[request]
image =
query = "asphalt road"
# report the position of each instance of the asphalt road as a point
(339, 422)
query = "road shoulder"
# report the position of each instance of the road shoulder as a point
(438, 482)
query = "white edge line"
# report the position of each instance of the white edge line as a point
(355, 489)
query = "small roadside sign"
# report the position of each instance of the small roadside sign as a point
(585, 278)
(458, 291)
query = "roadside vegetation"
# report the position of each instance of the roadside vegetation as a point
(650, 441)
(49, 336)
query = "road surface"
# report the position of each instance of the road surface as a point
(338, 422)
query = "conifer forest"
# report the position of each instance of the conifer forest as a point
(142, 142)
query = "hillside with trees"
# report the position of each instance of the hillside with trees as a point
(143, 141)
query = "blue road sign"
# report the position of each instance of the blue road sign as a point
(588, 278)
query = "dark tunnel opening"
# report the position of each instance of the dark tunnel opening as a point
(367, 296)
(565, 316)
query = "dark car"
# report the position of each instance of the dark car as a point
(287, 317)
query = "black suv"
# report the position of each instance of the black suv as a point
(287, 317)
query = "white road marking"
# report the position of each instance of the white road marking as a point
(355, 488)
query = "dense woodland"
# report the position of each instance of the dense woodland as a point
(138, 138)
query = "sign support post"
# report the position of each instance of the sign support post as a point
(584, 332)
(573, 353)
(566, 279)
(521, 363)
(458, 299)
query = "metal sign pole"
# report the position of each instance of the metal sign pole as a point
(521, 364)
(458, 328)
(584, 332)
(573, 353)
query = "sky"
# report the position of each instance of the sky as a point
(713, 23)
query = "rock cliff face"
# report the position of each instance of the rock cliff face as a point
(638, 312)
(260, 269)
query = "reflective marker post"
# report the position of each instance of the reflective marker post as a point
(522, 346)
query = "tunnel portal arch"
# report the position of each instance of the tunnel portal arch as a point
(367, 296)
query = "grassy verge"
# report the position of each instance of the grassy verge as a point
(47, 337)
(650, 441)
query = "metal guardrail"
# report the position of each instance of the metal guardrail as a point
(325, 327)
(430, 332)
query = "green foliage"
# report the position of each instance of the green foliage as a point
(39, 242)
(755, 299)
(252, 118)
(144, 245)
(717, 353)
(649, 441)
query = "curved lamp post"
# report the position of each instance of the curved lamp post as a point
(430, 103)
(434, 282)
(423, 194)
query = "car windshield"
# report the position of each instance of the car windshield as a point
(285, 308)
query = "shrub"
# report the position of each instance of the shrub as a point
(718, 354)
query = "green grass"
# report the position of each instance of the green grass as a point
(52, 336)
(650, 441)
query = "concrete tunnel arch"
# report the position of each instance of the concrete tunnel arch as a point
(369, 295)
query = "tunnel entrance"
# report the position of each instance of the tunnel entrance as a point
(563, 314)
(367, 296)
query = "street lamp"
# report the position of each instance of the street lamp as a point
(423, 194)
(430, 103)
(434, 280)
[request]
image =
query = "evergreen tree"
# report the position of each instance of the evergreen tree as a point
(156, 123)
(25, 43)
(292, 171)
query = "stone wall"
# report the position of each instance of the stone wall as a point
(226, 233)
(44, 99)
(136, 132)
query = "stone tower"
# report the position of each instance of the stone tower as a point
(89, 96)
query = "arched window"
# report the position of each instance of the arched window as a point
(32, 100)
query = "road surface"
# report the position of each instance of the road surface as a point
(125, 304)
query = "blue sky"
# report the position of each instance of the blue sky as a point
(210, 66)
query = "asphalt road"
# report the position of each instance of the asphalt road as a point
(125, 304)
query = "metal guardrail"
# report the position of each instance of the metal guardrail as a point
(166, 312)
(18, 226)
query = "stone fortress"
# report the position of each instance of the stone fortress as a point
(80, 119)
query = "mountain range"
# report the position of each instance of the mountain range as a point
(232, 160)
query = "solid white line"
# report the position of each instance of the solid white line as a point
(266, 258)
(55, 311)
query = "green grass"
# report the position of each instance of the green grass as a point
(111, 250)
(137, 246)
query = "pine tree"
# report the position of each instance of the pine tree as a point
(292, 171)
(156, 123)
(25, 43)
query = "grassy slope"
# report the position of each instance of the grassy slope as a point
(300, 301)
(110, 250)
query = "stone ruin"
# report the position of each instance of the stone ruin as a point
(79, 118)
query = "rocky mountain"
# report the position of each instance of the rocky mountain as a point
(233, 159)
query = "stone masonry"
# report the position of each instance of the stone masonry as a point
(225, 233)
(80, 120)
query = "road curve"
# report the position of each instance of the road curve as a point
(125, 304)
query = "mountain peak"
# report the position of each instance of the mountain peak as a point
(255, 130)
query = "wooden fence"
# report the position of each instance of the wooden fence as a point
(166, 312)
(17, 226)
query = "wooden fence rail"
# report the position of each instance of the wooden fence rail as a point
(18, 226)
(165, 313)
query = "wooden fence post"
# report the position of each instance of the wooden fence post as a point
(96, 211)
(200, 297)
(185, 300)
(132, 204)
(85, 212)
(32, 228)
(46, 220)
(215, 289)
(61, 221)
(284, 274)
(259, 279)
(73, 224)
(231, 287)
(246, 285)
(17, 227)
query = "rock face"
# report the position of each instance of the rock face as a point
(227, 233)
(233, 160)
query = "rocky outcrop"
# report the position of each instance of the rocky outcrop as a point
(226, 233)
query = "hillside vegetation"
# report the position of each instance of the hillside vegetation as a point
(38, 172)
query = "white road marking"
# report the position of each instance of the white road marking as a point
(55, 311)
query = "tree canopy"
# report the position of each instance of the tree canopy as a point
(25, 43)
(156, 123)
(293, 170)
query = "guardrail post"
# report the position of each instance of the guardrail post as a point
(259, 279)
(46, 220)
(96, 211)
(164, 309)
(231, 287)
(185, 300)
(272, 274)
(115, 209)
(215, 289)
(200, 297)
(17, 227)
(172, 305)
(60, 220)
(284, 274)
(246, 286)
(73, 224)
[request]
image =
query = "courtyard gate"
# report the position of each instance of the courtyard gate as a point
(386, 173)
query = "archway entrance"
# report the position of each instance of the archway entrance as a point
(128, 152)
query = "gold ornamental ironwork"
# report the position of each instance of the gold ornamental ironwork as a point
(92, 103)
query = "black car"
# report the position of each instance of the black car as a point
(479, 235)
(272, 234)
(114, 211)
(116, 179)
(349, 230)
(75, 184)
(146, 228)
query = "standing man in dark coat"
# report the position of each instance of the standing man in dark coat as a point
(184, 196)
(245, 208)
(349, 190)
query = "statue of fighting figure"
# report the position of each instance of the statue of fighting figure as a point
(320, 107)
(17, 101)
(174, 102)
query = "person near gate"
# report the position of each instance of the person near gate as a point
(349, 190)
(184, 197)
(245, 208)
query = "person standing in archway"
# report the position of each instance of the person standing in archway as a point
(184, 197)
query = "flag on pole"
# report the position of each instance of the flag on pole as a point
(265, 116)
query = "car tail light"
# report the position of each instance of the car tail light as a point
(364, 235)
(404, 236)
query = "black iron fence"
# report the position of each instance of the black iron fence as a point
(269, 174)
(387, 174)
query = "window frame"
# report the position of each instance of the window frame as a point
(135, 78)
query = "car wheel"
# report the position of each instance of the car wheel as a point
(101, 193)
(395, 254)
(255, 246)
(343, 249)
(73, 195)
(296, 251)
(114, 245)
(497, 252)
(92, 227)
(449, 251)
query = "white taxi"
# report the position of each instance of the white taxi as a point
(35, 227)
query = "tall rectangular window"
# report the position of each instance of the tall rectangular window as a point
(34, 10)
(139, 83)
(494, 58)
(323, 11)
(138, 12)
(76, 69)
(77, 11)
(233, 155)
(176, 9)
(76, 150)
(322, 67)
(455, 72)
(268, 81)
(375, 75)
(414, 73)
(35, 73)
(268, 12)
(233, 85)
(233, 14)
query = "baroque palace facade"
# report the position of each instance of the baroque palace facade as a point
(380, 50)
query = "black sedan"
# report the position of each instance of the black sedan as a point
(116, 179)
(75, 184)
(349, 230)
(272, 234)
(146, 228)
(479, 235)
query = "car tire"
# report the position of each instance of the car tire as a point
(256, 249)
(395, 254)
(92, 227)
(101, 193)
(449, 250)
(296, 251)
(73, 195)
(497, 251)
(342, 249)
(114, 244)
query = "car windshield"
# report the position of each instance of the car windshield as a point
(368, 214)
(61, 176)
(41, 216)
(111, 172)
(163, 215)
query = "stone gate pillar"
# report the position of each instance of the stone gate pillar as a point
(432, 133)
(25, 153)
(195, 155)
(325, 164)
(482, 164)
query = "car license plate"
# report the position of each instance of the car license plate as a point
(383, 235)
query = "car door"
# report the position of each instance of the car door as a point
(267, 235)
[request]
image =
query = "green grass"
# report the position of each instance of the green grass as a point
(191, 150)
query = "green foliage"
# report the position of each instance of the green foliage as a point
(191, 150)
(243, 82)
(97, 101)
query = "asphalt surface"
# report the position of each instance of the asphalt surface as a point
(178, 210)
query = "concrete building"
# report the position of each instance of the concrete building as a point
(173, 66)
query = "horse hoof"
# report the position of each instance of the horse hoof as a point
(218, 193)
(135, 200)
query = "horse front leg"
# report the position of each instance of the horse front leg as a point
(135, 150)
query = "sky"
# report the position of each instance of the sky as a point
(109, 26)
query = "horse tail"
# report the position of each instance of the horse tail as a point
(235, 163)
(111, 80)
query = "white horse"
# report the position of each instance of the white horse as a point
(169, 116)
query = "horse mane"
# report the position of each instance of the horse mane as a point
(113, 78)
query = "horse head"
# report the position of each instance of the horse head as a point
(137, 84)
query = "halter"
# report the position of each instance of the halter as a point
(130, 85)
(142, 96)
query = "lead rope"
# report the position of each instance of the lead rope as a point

Problem to work on:
Wherever the word "rope" turns up in the material, copy the whole line.

Final answer:
query = "lead rope"
# report the position of each instance of the lead rope as a point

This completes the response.